Excerpts from bounding box data »
** Start **

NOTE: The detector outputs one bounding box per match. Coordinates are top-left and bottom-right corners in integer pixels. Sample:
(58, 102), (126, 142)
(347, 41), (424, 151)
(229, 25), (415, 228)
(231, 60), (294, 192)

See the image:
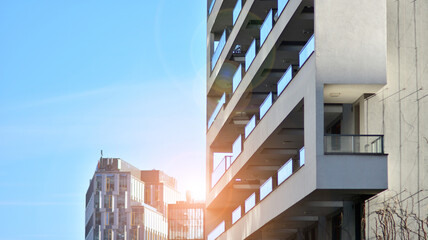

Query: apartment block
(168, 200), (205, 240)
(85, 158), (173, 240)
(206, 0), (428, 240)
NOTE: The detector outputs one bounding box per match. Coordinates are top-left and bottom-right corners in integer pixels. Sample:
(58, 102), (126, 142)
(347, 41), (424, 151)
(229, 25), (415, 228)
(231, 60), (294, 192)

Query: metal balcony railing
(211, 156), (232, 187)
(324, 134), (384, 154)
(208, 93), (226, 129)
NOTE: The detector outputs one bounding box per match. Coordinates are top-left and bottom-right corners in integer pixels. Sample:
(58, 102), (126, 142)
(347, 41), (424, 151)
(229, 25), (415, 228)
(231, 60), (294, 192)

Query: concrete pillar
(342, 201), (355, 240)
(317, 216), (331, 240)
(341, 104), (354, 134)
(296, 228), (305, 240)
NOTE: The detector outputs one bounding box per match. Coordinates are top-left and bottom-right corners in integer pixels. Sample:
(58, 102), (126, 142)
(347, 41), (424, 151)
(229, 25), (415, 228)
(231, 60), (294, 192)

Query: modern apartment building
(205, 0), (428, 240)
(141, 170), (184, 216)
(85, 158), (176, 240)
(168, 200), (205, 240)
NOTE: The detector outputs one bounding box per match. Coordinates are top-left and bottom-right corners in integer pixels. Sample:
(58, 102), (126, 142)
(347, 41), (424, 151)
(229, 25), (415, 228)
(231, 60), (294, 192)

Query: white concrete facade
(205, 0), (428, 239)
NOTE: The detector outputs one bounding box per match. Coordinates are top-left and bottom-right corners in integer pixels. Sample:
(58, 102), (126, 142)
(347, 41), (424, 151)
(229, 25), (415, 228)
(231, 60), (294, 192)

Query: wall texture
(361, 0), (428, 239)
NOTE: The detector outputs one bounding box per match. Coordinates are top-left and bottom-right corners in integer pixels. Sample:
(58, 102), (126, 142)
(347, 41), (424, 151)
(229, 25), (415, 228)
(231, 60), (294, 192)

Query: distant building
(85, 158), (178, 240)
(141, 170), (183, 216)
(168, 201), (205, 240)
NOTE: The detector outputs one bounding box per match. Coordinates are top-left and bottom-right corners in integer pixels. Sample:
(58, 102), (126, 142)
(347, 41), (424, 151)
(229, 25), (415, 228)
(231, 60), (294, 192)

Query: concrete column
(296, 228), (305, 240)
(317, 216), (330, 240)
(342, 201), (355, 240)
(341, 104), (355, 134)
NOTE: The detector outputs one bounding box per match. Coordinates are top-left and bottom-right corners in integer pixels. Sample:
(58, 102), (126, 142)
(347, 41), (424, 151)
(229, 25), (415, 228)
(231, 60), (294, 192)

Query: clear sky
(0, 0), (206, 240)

** End **
** Start **

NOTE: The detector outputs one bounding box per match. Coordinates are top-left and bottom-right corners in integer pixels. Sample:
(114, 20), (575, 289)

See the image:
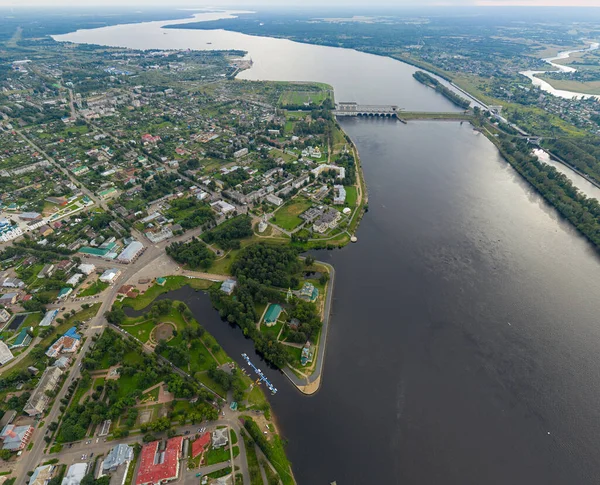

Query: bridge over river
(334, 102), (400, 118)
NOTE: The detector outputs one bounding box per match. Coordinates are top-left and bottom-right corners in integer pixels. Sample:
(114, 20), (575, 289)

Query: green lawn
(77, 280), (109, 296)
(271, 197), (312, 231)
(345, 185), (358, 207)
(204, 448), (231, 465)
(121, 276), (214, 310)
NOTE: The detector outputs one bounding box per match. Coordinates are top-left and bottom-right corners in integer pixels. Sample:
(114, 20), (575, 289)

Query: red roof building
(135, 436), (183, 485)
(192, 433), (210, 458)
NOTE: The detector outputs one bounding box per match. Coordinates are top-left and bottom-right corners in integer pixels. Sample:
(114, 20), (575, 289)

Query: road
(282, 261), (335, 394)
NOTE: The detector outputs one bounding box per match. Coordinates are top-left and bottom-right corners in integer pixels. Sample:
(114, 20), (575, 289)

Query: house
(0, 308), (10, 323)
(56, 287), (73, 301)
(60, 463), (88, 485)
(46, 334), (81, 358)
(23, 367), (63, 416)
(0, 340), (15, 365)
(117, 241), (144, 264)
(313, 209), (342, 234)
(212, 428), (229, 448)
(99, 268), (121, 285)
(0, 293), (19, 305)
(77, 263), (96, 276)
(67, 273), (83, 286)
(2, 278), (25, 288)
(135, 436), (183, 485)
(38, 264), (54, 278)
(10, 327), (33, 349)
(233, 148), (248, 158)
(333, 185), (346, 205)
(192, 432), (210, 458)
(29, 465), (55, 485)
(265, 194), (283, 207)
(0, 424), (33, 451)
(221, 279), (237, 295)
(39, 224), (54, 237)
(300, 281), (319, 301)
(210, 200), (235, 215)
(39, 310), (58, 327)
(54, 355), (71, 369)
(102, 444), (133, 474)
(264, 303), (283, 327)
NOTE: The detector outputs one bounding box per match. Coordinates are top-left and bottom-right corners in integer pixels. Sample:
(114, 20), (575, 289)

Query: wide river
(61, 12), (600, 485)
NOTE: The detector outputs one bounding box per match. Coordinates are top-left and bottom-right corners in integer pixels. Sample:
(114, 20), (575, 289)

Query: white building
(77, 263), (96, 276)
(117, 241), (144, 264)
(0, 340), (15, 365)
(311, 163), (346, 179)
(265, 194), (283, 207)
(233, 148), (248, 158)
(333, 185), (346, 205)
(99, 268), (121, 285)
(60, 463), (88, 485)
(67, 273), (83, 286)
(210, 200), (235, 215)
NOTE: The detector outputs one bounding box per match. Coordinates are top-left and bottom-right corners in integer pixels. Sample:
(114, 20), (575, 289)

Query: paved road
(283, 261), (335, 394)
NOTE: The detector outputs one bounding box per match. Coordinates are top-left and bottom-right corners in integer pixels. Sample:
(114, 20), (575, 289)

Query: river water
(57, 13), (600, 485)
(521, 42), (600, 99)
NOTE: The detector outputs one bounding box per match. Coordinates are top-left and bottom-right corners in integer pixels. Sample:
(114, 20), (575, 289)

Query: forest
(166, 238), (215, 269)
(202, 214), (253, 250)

** End **

Tally the lines in the rows above that contain the word "apartment". Reply with the number only.

2